● TASK DIRECTIONS
Select each line in the items that contains the word "player", and copy those lines.

● MATERIAL FOR THE TASK
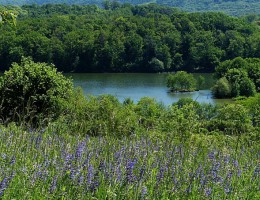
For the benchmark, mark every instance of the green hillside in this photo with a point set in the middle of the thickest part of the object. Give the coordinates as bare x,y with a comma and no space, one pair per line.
233,7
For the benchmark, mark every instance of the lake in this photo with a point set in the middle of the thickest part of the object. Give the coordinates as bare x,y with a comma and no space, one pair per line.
138,85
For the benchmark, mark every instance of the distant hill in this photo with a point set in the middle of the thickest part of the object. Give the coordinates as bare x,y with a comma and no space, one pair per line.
232,7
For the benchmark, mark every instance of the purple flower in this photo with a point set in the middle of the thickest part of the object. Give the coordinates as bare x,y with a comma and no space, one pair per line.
160,175
12,160
53,185
208,191
90,175
129,170
144,192
80,150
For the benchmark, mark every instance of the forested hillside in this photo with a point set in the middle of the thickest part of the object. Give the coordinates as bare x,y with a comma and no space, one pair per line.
146,38
233,7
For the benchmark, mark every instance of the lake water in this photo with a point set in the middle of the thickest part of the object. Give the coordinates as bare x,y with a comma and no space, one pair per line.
136,86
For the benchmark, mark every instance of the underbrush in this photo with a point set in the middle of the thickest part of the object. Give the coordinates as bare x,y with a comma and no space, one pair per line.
48,164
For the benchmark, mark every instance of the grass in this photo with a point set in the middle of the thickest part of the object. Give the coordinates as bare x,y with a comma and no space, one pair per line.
48,164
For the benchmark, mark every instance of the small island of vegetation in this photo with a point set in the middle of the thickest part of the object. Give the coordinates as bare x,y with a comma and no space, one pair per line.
56,143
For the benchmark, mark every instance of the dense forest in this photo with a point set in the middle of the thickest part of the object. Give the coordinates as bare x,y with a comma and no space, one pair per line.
125,38
233,7
56,143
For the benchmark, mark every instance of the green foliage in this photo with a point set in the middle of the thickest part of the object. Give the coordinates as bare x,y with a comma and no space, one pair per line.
233,7
233,119
181,81
222,88
200,82
156,65
33,90
153,38
243,75
253,105
7,17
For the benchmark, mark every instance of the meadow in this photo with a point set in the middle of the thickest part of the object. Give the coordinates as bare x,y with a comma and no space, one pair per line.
161,153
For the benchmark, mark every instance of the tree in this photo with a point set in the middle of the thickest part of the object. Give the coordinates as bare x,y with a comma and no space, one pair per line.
7,16
181,81
222,88
33,91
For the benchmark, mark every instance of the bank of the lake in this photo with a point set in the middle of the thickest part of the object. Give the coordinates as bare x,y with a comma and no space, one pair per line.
138,85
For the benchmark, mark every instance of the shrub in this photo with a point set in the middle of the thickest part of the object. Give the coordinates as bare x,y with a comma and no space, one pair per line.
181,81
222,88
33,90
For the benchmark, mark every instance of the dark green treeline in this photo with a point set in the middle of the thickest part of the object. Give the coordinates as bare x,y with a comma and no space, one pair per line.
125,38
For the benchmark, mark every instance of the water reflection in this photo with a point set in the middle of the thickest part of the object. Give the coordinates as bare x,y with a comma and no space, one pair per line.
136,86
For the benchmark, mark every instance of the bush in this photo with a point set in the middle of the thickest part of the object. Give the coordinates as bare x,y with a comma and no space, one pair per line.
181,81
33,90
222,88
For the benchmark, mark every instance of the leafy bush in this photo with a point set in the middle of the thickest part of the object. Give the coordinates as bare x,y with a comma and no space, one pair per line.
31,89
222,88
181,81
232,119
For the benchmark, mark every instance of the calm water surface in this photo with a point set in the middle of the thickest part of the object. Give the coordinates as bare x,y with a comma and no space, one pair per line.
136,86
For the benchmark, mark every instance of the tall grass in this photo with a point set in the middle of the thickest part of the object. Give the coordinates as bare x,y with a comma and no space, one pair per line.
48,164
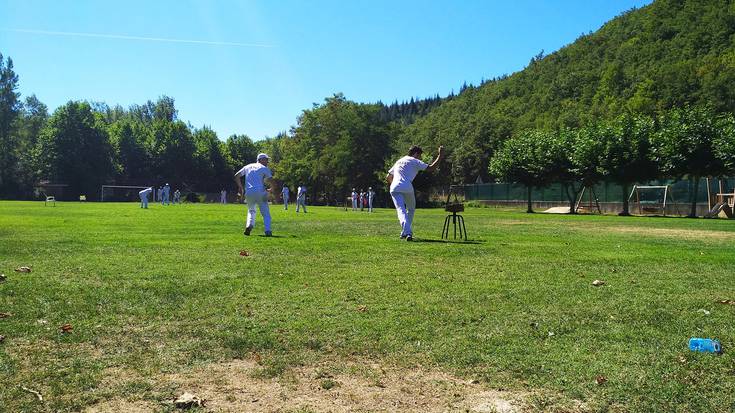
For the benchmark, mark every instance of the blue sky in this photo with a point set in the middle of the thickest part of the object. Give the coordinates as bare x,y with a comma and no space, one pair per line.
253,66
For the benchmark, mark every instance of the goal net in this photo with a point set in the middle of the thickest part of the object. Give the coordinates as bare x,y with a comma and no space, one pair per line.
121,193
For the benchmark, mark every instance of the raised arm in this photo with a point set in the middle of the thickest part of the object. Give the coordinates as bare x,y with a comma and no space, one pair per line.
438,159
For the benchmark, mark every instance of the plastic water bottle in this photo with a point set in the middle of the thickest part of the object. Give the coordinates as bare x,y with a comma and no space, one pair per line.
706,345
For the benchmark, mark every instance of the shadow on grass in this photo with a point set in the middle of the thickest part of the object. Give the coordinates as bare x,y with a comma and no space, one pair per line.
444,241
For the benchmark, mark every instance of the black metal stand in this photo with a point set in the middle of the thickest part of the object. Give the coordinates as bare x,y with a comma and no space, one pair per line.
458,222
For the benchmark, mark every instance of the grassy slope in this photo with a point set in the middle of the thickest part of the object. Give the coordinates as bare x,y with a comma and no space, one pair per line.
149,291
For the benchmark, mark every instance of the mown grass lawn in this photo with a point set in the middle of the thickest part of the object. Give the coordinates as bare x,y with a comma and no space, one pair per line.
165,289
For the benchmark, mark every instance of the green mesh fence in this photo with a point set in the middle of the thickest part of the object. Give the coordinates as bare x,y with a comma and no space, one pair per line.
606,191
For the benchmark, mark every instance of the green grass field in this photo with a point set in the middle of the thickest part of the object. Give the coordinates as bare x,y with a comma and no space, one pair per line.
150,293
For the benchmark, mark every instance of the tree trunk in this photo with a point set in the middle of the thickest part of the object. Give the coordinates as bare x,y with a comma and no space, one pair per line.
529,210
571,196
693,198
626,205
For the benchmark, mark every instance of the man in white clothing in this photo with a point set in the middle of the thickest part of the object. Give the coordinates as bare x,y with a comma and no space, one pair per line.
301,198
284,195
144,197
400,177
256,175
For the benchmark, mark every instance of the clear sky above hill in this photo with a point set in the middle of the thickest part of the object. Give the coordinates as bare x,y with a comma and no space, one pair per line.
253,66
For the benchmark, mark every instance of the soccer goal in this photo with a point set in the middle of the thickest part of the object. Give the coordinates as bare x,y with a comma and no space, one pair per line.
652,199
120,193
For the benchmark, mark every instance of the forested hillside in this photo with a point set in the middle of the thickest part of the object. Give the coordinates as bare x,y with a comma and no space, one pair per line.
668,54
646,62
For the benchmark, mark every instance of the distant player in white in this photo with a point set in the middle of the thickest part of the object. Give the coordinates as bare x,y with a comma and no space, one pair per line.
256,175
301,198
400,177
284,195
144,197
166,194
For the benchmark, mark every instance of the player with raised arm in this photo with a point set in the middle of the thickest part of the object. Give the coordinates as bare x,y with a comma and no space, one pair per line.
256,174
401,177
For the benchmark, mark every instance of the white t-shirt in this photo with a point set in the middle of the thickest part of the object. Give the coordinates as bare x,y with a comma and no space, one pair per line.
255,173
404,171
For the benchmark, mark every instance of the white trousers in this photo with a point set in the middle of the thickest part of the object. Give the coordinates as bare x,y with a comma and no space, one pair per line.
259,199
405,203
301,203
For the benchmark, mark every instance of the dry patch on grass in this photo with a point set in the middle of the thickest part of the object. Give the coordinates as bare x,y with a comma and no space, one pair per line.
689,234
237,386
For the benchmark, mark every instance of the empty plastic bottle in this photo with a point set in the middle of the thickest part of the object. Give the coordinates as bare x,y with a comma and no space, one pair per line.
706,345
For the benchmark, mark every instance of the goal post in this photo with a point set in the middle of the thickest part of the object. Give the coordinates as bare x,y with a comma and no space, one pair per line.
121,193
653,198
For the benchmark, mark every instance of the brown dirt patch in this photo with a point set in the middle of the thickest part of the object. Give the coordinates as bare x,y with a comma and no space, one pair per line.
342,387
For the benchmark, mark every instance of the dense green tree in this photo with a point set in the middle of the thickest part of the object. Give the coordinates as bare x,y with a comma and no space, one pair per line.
74,149
626,152
31,122
336,146
724,144
10,108
172,150
684,145
662,56
241,151
128,139
524,159
212,169
565,166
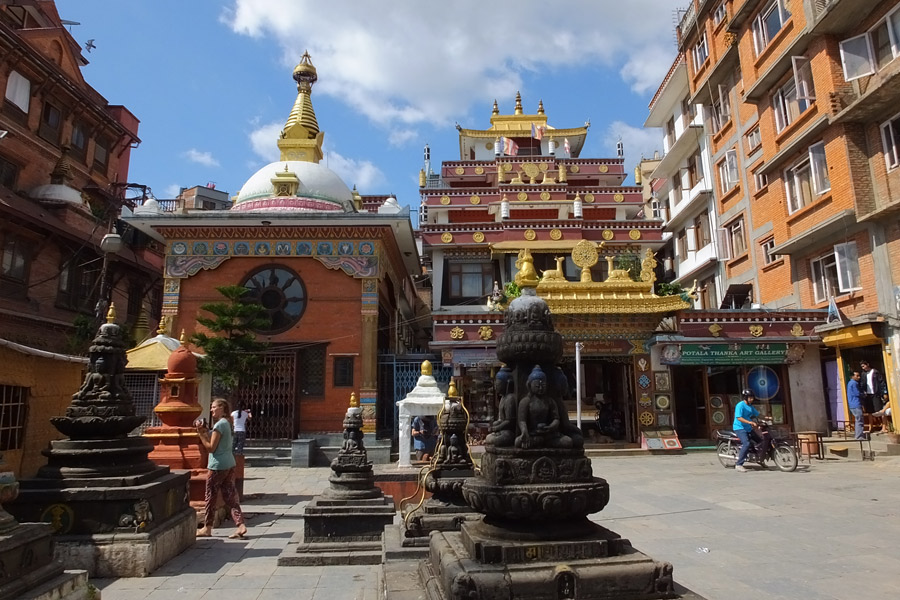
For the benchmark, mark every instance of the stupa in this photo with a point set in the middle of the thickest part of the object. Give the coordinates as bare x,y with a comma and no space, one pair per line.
114,512
345,523
536,489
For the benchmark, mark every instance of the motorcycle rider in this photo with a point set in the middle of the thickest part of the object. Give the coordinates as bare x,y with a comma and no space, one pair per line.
745,427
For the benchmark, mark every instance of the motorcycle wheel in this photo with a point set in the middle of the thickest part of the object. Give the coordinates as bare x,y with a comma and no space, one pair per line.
727,454
785,458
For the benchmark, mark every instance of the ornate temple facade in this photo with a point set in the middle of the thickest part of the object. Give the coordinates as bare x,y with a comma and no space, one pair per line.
333,271
521,193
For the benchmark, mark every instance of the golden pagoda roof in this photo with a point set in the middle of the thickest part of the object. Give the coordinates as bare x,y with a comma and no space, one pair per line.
617,294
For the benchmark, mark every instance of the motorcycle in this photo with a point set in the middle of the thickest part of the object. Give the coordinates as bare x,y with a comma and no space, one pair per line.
781,451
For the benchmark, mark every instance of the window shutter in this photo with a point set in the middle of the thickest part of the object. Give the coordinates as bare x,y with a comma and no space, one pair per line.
723,244
856,57
847,261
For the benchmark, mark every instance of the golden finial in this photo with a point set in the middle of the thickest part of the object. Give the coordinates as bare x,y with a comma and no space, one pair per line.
526,276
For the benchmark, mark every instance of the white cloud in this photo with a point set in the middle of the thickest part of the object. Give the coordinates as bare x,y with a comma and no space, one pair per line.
400,137
637,141
204,158
263,141
406,62
361,173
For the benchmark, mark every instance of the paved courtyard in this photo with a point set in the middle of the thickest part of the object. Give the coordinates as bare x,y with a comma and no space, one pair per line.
830,531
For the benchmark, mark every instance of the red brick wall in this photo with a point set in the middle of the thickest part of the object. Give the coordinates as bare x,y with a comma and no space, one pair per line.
332,315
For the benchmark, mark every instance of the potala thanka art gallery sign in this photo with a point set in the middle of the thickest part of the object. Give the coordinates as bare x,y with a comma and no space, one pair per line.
731,354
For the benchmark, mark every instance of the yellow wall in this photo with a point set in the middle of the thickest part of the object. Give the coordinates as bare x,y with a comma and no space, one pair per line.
51,384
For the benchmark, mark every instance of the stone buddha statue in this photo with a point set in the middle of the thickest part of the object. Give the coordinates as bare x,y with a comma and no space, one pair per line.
538,416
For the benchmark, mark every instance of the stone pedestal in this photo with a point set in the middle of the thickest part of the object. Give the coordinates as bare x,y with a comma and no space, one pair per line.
344,524
114,512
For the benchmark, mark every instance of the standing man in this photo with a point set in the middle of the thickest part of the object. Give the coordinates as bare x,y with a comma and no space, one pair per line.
854,403
872,388
744,426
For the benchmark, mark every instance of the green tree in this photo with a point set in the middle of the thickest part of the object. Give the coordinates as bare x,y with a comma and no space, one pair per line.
233,355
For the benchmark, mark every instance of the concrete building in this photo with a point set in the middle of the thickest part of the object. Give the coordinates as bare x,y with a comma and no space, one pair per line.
801,98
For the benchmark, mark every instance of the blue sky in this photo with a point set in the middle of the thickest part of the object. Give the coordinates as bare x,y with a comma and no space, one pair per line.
211,81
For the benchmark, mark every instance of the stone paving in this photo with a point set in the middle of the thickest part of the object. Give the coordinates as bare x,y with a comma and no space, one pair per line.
830,531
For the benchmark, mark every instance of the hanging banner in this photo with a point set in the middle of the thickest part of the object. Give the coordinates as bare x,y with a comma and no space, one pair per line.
731,354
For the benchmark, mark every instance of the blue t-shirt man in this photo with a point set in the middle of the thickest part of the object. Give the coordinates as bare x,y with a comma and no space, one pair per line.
744,410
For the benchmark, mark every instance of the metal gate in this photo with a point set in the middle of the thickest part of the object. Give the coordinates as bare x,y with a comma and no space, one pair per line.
144,388
272,399
397,376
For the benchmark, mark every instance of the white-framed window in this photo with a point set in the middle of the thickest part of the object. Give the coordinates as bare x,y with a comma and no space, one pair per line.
728,172
719,14
767,249
700,52
760,180
754,139
795,96
768,22
807,178
890,138
736,239
18,90
836,272
721,108
871,51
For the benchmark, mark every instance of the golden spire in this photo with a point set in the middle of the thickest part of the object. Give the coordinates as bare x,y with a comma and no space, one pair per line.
526,276
301,139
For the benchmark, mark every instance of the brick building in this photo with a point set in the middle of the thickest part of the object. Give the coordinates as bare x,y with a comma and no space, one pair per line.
64,155
800,108
333,269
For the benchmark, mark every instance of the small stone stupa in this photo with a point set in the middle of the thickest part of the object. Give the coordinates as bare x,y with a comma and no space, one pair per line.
536,489
345,523
118,513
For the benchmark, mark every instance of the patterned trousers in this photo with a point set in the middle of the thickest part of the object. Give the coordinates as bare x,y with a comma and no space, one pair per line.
222,481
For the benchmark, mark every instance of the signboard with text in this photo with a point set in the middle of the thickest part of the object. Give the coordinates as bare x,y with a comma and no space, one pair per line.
731,354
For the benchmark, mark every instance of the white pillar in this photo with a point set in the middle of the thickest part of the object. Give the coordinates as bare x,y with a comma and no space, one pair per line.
403,436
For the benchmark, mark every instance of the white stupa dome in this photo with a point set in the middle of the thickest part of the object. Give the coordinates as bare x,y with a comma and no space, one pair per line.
320,190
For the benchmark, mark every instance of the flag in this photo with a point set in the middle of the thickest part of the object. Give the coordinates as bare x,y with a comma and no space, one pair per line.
510,148
834,314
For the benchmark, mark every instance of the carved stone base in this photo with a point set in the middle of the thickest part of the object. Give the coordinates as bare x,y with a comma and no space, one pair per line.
598,566
97,458
26,555
135,504
340,532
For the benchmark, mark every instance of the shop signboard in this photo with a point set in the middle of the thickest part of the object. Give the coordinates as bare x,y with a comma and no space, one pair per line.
731,354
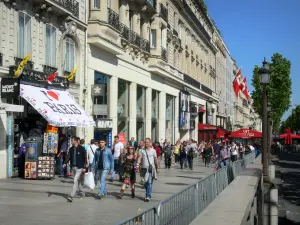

● SOLUTION FOR THIS PROBLEM
For the benchmark, mark every instance of the distant player in white in this photo with a point set in the middle of the thickest part of the object. Give the coordinates as bare x,y with a comma and no space, one pair per line.
For the benchmark, mark every instance of the player with raised arm in this photo with a point set in the middle of the thickest part of the object. Give the coordinates as bare x,y with a comma and no space, one pair per line.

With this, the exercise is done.